The problem: Copy out the records below, swapping every "spreadsheet export" for "TSV file" and changing nothing else. Leave the pictures out.

Dataset content:
-=-=-=-=-

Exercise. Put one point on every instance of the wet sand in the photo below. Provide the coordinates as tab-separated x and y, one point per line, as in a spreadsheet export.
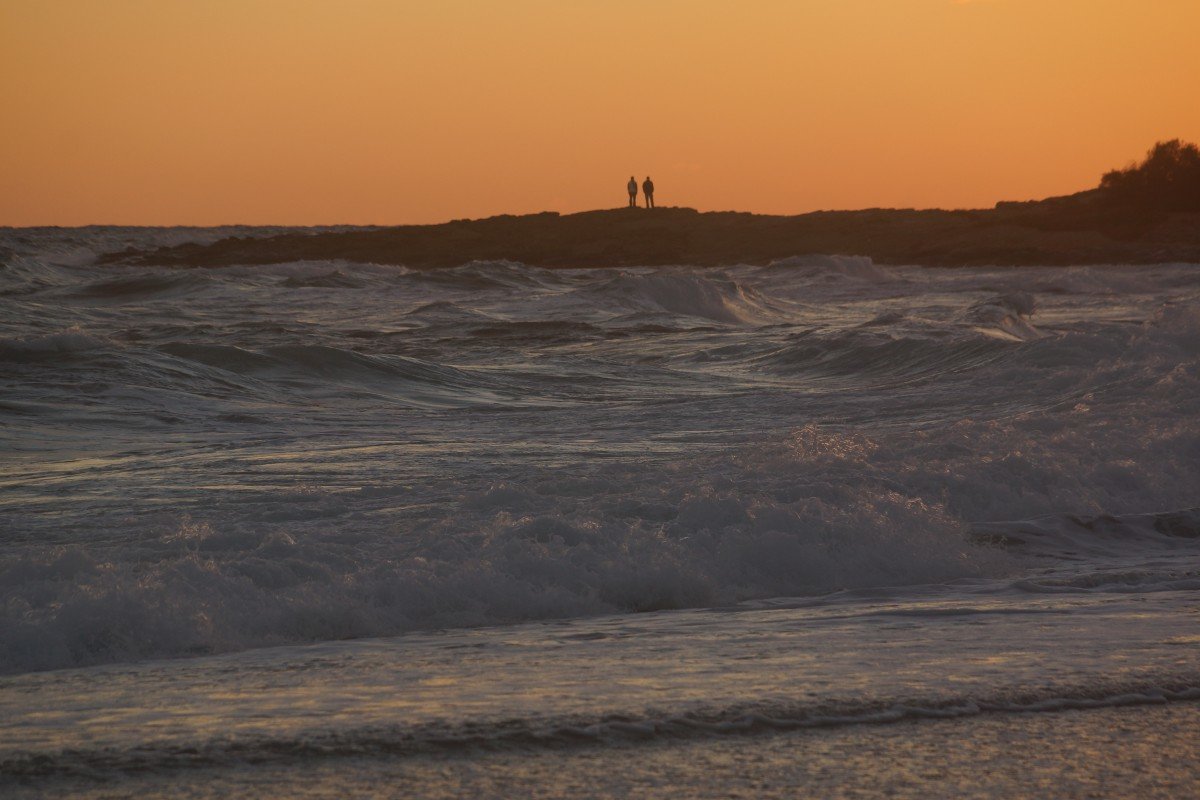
1114	752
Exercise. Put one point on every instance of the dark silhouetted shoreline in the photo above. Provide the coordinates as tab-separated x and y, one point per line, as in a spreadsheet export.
1146	214
1047	233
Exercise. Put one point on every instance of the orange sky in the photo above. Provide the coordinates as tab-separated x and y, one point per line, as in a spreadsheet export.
306	112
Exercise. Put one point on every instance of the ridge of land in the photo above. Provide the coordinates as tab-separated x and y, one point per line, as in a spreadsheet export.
1083	228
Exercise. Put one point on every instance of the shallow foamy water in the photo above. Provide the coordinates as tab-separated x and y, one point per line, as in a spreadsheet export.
204	462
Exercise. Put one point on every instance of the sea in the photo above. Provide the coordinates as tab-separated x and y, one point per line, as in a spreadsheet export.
346	529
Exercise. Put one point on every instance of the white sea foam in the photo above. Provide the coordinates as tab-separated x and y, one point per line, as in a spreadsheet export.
329	449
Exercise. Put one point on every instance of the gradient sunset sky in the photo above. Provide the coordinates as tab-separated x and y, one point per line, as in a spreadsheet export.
306	112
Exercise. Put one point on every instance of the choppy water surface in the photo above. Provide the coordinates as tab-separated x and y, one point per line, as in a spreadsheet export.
210	461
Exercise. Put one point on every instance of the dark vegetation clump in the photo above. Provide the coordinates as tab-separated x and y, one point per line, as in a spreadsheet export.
1168	180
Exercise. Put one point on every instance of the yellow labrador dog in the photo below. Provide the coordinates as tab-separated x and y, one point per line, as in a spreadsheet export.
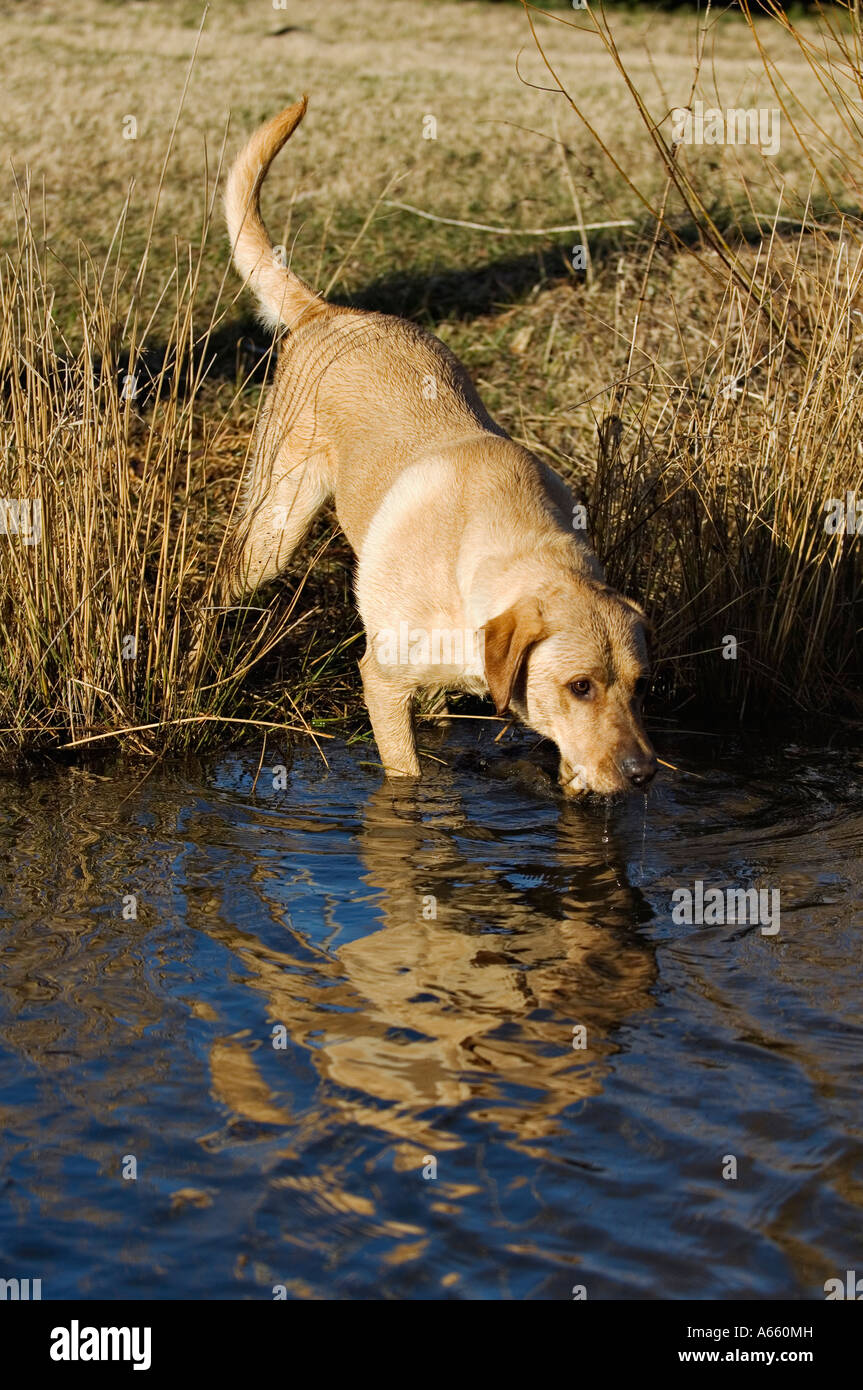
469	571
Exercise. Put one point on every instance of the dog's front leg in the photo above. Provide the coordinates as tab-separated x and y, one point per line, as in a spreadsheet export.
389	705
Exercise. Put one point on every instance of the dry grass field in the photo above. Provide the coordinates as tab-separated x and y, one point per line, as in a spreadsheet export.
698	380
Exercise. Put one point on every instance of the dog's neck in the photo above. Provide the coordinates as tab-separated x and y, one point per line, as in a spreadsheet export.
502	577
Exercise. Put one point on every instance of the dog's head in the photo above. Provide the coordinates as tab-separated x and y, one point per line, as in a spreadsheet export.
573	665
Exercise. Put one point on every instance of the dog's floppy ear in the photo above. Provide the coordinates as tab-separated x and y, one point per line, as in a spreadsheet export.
641	615
507	638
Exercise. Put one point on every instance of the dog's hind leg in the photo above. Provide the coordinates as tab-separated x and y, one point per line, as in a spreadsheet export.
281	506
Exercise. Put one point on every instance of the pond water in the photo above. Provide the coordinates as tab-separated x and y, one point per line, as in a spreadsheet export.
441	1041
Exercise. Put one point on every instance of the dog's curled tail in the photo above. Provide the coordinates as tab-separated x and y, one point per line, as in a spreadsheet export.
282	295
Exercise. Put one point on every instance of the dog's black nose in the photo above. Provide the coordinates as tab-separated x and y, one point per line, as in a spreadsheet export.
639	769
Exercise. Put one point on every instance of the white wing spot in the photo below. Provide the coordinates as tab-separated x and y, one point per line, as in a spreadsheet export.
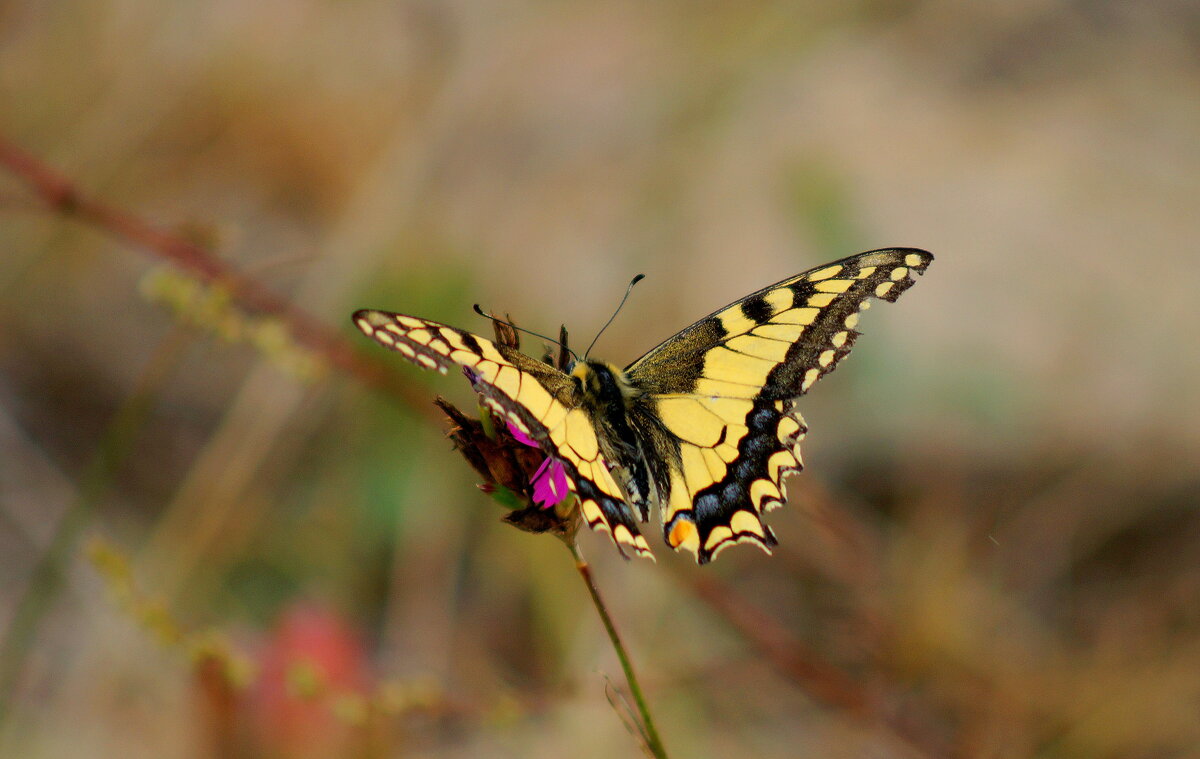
810	376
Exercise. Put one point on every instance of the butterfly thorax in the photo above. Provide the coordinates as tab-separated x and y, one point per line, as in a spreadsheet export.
616	408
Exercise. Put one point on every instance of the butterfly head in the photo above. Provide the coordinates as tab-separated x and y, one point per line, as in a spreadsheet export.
603	384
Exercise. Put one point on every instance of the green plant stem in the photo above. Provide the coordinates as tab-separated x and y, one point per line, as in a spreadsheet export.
649	733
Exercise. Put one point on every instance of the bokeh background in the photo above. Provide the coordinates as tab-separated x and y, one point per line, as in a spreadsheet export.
993	553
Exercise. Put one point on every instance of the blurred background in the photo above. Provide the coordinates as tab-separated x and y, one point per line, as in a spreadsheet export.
214	543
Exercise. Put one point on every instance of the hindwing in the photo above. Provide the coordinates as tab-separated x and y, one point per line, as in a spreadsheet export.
533	396
725	389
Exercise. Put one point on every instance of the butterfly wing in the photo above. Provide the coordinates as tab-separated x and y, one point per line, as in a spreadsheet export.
532	395
725	389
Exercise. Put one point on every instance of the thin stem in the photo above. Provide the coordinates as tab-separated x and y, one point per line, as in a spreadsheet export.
63	197
649	733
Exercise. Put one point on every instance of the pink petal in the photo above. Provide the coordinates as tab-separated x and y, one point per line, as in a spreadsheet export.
550	486
522	437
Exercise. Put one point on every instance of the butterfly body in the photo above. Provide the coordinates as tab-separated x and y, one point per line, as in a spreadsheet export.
705	425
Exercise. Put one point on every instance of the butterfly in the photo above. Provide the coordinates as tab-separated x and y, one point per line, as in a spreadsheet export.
705	425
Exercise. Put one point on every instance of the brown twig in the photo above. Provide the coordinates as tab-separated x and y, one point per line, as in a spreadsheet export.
63	197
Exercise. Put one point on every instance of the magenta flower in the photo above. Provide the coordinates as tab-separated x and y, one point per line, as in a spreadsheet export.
550	484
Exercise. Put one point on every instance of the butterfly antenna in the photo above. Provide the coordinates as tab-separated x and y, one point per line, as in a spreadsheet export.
628	290
528	332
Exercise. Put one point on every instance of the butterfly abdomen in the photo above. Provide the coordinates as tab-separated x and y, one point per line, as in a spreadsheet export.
610	400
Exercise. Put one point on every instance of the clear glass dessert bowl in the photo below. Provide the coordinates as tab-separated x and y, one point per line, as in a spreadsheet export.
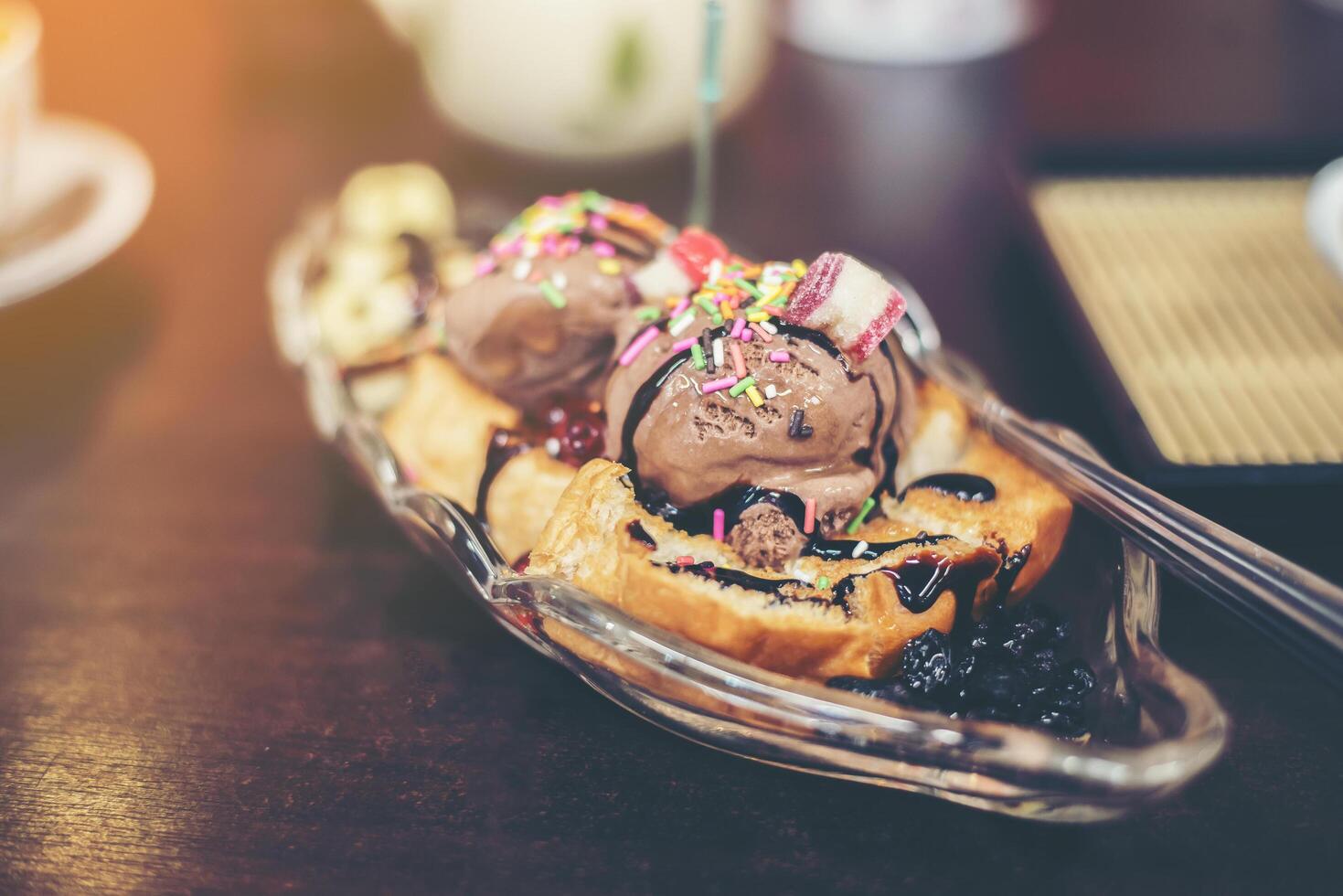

-=-=-=-=-

Final result:
Exercise. Put one point on every instance of the wet sand in the photo below. Provide the coordinates as tab-separated x and y, one point per line, as in a TSV file.
1114	752
Exercise. Put one point on every instance of the dark silhouetted shoreline in the photo above. Provide the coordinates as tab-separated x and y, one point per line, as in a TSV file.
1146	214
1047	233
Exercise. Put one point on every instance of the orange sky in the photo above. Provide the coordinates as tab-separated x and y, one point per line, as in a TSV file.
306	112
Exercise. Put one point on every instance of the ridge of land in the photo above. Provide the coordinates as tab-separated x and y, one point per line, as in a TSV file.
1083	228
Exercise. Put one point on every instance of the shallow foamy water in the photo above. Provide the coordinates as tab-separated x and y, one point per line, as in a TSV file.
204	462
Exercise. Put one point on every instance of the sea in the photo above. Provide the coordinates as tab-separated x and y, one point per line, as in a TSV file.
346	529
Exercise. Put one point on every instance of the white sea foam in the photo above. Provide the coordinates as tab-separated x and y, one point per line, as in a TSV file.
329	449
Exercise. Put one point on every instance of the gradient sunset sky in the photo above. Provide the coordinates as tab-separated x and y, one point per line, as in a TSV file.
306	112
Exercise. Put one point on every instance of the choppy water surface in the photo above. Provide the coordinates as tab-separated x and y, one point per line, as in a TSV file.
210	461
Exercise. Put one point on every instance of the dark vegetation clump in the photo above. Provide the coordinates as tab-separated x and y, one point per line, as in a TSV file.
1168	180
Exercise. Put one point on every instance of the yellow labrador dog in the photo below. Provide the coordinates as tab-separated x and y, one point per line, as in a TSV file.
469	571
Exercise. Put one point on every instance of the dog's front leg in the photo above. Provide the coordinates as tab-separated x and y, one point per line, as in a TSV file.
389	705
Exercise. Put one point on every instance of the dry grass field in the photo above. Provide the coordinates as tab-separated x and y, one point per line, as in a TSV file.
698	380
Exercise. Put one point on every instance of the dog's neck in the photo above. Provide the coordinates as tab-separated x and y, one point per line, as in a TSV file.
502	577
Exercise. Put one point on every instance of the dog's head in the photo above. Provide the coordinates as tab-separated x and y, one point per line, as in a TSV file.
573	665
Exercise. Put one point on every instance of the dog's floppy ear in the photo above. Provide the coordinates as tab-separated x and y, one point per line, as in a TSV file.
641	615
507	638
Exercise. Put one point on every instance of the dog's hind leg in the photo above. Provide the coordinates as tab-separated x and y, one point per line, as in a TSV file.
281	506
Exercise. Put one point on every instance of the pond water in the photo above. Provide the coordinates as tab-separated x and y, one point per line, as in a TSV file.
441	1041
Exercise. Put one point on every instance of the dog's curled tail in the photo above. Provide the coordinates as tab-separated x and y, one point per line, as in a TSV file.
282	295
Exercise. Put one point on every instance of the dog's black nose in the photo above. Provide the coordinates as tab-separated x and y, one point per line, as in a TSV file.
639	769
Exercise. Put one point on every instance of the white wing spot in the photo below. Provide the coordinates as tab-separated x and y, one point per line, as in a TSV file.
810	376
Exercise. Put one point on every instance of the butterfly thorax in the photo above. Provide the coordinates as tab-separated x and y, one point per line, as in a TSV file.
616	408
Exercise. Put one point on every instance of the butterfly head in the photo above. Provide the coordinates as tab-separated x and y, one point per line, as in a TSV file.
603	384
Exercise. Put one point on every instance of the green plant stem in the photo above. Provide the coordinates as tab-separated x and y, one point per line, as in a TSV file.
649	733
Exercise. Put one point on every instance of the bokeh background in the photo above. Provide the coordinates as tab-separated x and y, one point per line, as in a TSV file.
993	553
Exercise. Put one point on every instance of the blurred background in the photo above. Provide the coordinates as tab-separated x and y, one point per line, as in a TSV file.
214	543
Exercise. Put one point on every instance of the hindwing in the photo above. Provide the coordinates as tab-separated x and y, one point per line, as in a TSV file.
533	396
725	389
Exercise. Put one point on every instance of the butterfly wing in the photo above. Provide the coordinates as tab-separated x and y, one point per line, as in a TSV file.
532	395
725	389
Exercise. Put one point on every instance of the thin stem in the photo above. Provide the coordinates as tab-separated x and y, one point per line, as in a TSV file.
63	197
649	733
Exercise. Put one point on every instance of the pink petal in the photo above. Provide the coordinates as tab-separated x and y, one point per line, as in a TSV file.
550	486
522	437
Exercise. Put one point on every instance of the butterfly body in the photo above. Provide the coordinates as tab-separated x and y, one point per line, as in a TSV file.
705	425
Exercise. Put one point on every instance of the butterfly in the photo above. Provide the coordinates as tab-separated x and y, one point per line, as in a TSV file.
705	425
Exercise. Put one point on every instance of the brown twig in the photo above. Provide the coordinates as tab-separated x and y, one point per line, as in a TSV file.
63	197
Exercise. Put one point on every instance of the magenta flower in the photo above. Provide the coordinates as tab-separated x and y, one point per line, as in a TSV file.
550	484
Exercise. Put one point on every instance of the butterfly antenna in the photo above. Provide the coordinates as tab-separated x and y, one point per line, as in a TSV file.
628	290
528	332
Exercise. Put one point on every instance of the butterfly abdomen in the photo above. Provide the coordinates as tab-separated x and y, one point per line, as in a TSV file.
610	400
Exercise. Put one point on every instance of the clear glass dessert bowl in the photo below. Provide the coordinates as tab-separated x and y, one point per line, as in a TSV file.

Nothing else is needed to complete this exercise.